[Begin]

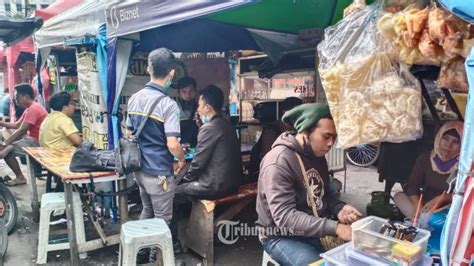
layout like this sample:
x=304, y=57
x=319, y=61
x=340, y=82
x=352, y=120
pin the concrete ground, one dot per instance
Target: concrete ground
x=23, y=241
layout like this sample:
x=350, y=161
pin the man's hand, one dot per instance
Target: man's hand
x=348, y=214
x=344, y=231
x=181, y=165
x=431, y=203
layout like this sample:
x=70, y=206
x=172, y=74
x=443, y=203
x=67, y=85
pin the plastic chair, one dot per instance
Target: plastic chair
x=49, y=203
x=136, y=235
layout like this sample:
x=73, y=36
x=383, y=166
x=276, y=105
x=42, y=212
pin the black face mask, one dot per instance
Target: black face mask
x=188, y=104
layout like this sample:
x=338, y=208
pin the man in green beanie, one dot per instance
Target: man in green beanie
x=295, y=206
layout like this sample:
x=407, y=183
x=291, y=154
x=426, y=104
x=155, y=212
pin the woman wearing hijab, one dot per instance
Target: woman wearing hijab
x=431, y=171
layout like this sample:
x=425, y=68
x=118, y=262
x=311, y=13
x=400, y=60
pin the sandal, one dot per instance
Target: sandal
x=5, y=179
x=15, y=182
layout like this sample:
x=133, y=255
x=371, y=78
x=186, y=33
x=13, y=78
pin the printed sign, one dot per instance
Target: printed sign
x=93, y=107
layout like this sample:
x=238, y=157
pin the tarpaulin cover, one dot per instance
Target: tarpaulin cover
x=56, y=8
x=284, y=15
x=463, y=8
x=198, y=35
x=79, y=21
x=465, y=163
x=126, y=17
x=15, y=30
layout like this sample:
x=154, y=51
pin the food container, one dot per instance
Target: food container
x=367, y=238
x=336, y=256
x=355, y=258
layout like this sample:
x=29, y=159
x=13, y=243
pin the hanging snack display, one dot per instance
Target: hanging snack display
x=434, y=37
x=371, y=98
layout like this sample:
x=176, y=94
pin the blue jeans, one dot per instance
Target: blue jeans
x=293, y=250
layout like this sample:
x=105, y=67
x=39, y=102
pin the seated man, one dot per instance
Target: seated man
x=270, y=133
x=26, y=132
x=58, y=129
x=288, y=200
x=216, y=169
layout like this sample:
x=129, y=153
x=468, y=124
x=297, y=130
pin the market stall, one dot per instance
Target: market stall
x=378, y=85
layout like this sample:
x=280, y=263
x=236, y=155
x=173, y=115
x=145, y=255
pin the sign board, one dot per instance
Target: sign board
x=93, y=107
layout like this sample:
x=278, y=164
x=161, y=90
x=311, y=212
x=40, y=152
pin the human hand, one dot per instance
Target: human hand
x=198, y=119
x=181, y=165
x=430, y=203
x=348, y=214
x=344, y=232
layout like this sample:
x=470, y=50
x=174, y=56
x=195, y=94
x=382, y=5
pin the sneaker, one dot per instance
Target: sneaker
x=177, y=248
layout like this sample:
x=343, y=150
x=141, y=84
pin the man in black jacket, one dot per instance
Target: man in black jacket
x=295, y=209
x=216, y=169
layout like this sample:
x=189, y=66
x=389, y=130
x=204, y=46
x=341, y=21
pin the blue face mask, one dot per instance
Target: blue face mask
x=168, y=84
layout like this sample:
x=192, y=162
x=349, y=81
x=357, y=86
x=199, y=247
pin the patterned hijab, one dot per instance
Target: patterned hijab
x=439, y=162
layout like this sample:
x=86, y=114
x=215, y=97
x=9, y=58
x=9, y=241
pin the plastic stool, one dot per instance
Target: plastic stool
x=136, y=235
x=49, y=203
x=267, y=259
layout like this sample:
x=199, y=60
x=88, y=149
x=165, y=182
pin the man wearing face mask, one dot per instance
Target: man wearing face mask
x=216, y=169
x=294, y=193
x=158, y=140
x=187, y=105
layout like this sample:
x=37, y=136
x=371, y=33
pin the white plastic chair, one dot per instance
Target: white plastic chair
x=49, y=203
x=136, y=235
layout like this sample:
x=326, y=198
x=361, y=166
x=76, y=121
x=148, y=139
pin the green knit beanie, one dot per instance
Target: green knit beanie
x=306, y=115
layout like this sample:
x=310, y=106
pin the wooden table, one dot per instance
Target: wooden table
x=57, y=161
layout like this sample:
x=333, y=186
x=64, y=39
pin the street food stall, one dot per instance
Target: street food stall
x=370, y=68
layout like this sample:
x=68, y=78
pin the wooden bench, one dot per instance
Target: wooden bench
x=201, y=225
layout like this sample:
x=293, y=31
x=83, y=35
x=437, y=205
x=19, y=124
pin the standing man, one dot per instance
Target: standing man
x=158, y=140
x=58, y=129
x=188, y=106
x=287, y=198
x=26, y=132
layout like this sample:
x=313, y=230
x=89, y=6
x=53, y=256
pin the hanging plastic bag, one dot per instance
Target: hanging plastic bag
x=371, y=98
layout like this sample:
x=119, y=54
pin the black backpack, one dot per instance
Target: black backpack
x=88, y=158
x=128, y=157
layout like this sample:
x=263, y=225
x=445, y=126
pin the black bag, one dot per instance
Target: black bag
x=88, y=158
x=127, y=153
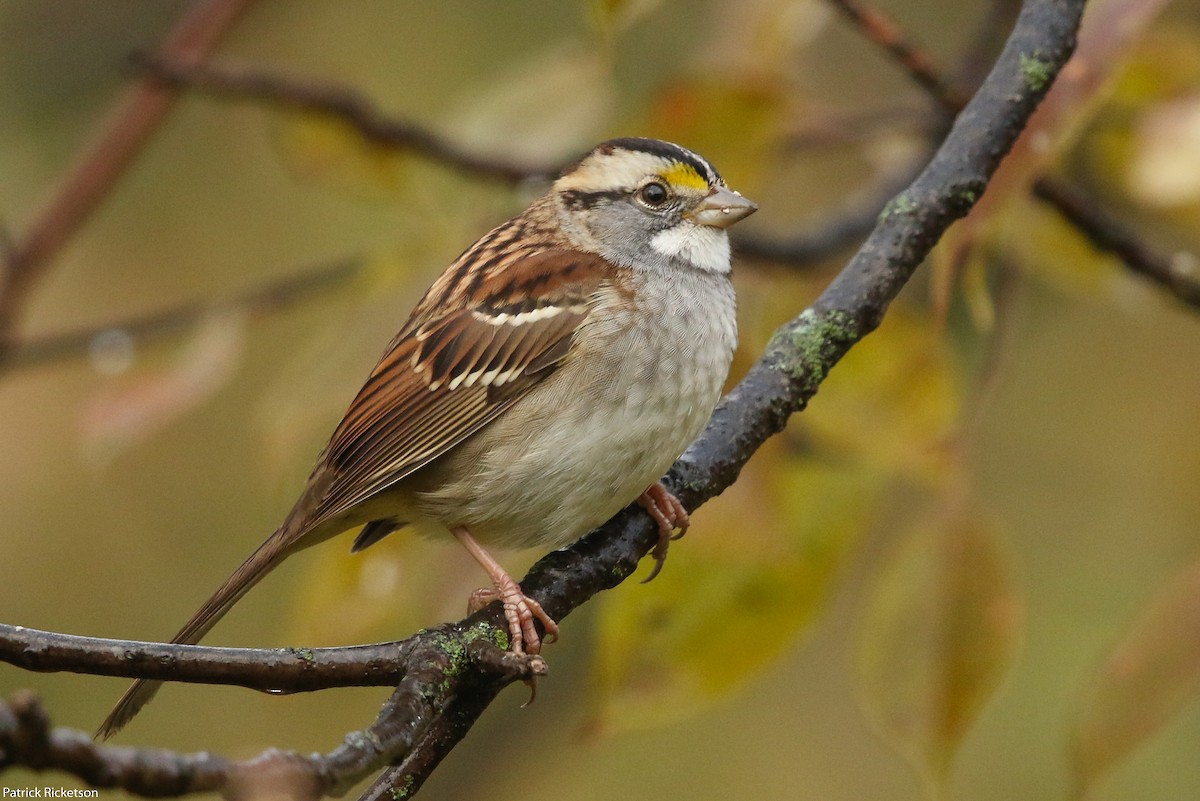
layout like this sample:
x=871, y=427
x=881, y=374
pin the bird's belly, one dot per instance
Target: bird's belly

[End]

Reproduce all of the material above, with every occurrence of "one dot per instance" changed to "one point per instance" and nothing else altered, and omit the pictures from your answer.

Solution to the exercise —
layout like this sample:
x=304, y=57
x=319, y=61
x=340, y=82
x=352, y=120
pin the concrete ground, one point per instance
Target: concrete ground
x=23, y=241
layout like this sample:
x=350, y=161
pin the man's hand, one point per instance
Target: man's hand
x=348, y=214
x=344, y=231
x=181, y=165
x=431, y=203
layout like this sample:
x=70, y=206
x=172, y=74
x=443, y=203
x=67, y=85
pin the plastic chair, one point per instance
Target: plastic chair
x=49, y=203
x=136, y=235
layout like this sample:
x=73, y=36
x=383, y=166
x=276, y=105
x=42, y=212
pin the black face mask, one point per instance
Target: black face mask
x=188, y=104
layout like this sample:
x=338, y=208
pin the man in green beanie, one point per instance
Target: man in green beanie
x=295, y=206
layout like this sample:
x=407, y=183
x=291, y=154
x=426, y=104
x=155, y=212
pin the woman wearing hijab, one point per instance
Target: woman wearing hijab
x=431, y=171
layout like this sample:
x=425, y=68
x=118, y=262
x=311, y=13
x=400, y=60
pin the sandal, one point per instance
Target: sandal
x=5, y=179
x=15, y=182
layout like this sample:
x=133, y=255
x=371, y=78
x=186, y=33
x=13, y=78
pin the printed sign, one point per instance
Target: printed sign
x=93, y=107
layout like this sample:
x=238, y=157
pin the tarpaulin cover, one point per instance
Target: tarpaulin cover
x=56, y=8
x=284, y=15
x=463, y=8
x=198, y=35
x=79, y=21
x=465, y=163
x=126, y=17
x=15, y=30
layout like this sample:
x=154, y=51
pin the food container, one point per instance
Target: food container
x=367, y=238
x=336, y=256
x=355, y=258
layout like this sample:
x=29, y=159
x=13, y=243
pin the hanging snack display, one point per instance
Target: hanging snack display
x=434, y=37
x=371, y=98
layout like this sample:
x=176, y=94
pin the blue jeans, one point per instance
Target: blue jeans
x=293, y=250
layout like this sample:
x=105, y=67
x=39, y=102
pin the seated man, one point per instance
Target: seated man
x=270, y=133
x=26, y=132
x=58, y=129
x=288, y=200
x=216, y=169
layout like this sample:
x=129, y=153
x=468, y=124
x=297, y=130
pin the market stall, one point per instance
Target: market stall
x=378, y=85
layout like this sample:
x=280, y=263
x=236, y=155
x=173, y=115
x=145, y=255
pin the sign board, one point per instance
Target: sign board
x=93, y=107
layout like this sample:
x=278, y=164
x=161, y=90
x=311, y=212
x=40, y=152
pin the human hand, one point per instance
Target: human hand
x=198, y=119
x=181, y=165
x=430, y=203
x=348, y=214
x=344, y=232
layout like this sample:
x=470, y=50
x=174, y=56
x=195, y=94
x=382, y=5
pin the sneaker, one point per instance
Target: sneaker
x=177, y=248
layout like this sample:
x=343, y=150
x=141, y=84
pin the man in black jacket, one point per instance
Target: man in black jacket
x=295, y=209
x=216, y=169
layout like this sample:
x=189, y=66
x=389, y=130
x=204, y=46
x=341, y=21
pin the blue face mask, one point per instance
Target: blue face mask
x=168, y=84
layout like this sample:
x=192, y=162
x=349, y=81
x=357, y=86
x=199, y=247
pin the patterned hijab, one point per instance
Target: patterned hijab
x=439, y=162
layout like this sample:
x=86, y=114
x=215, y=97
x=9, y=58
x=9, y=241
pin the plastic stool, one point per instance
Target: plastic stool
x=136, y=235
x=49, y=203
x=267, y=259
layout like this sample:
x=199, y=60
x=88, y=149
x=165, y=182
pin the man wearing face mask, one point per instance
Target: man wearing face mask
x=216, y=169
x=294, y=193
x=158, y=140
x=187, y=105
layout like this sample:
x=37, y=136
x=371, y=33
pin the white plastic chair, one point per instance
Target: white plastic chair
x=49, y=203
x=136, y=235
layout like this sample:
x=326, y=198
x=361, y=166
x=76, y=121
x=148, y=139
pin the green knit beanie, one point per instance
Target: green knit beanie
x=306, y=115
layout like this sample:
x=310, y=106
pin the wooden table, one point per instance
Target: wooden table
x=57, y=161
layout like this sample:
x=333, y=186
x=64, y=39
pin the street food stall, one point per instance
Target: street food stall
x=370, y=68
layout like this sample:
x=68, y=78
pin the wooden bench, one point per instance
Target: wooden bench
x=201, y=225
layout like this sample:
x=293, y=31
x=83, y=35
x=437, y=205
x=19, y=124
pin the standing man, one point per instance
Target: standing man
x=158, y=140
x=58, y=129
x=188, y=106
x=287, y=198
x=26, y=132
layout like this sample:
x=313, y=230
x=89, y=6
x=53, y=256
pin the hanging plastic bag, one point per instance
Target: hanging plastic bag
x=371, y=98
layout like this sample:
x=119, y=54
pin the black backpack, one point per instance
Target: black backpack
x=88, y=158
x=128, y=157
layout like this sample:
x=263, y=225
x=445, y=126
pin the black bag, one point per instance
Target: black bag
x=88, y=158
x=127, y=153
layout like this sample:
x=871, y=427
x=881, y=374
pin the bird's belly, one point per instance
Target: bird's belly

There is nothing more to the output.